Material provided -
--- Start ---

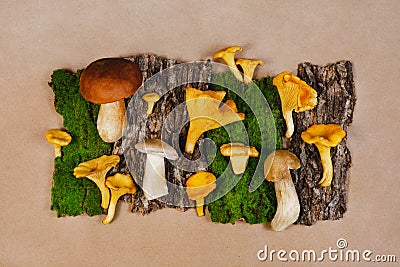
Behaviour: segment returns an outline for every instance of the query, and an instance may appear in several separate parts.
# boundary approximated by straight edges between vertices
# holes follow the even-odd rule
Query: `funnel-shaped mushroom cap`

--- End ---
--- Start ---

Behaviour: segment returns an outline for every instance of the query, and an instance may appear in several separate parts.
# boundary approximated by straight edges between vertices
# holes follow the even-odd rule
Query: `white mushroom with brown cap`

--- End ---

Exercise goal - State how many lines of the entries above contain the string "mushroom", matching case exactly. Reply with the number alone.

Task solution - 2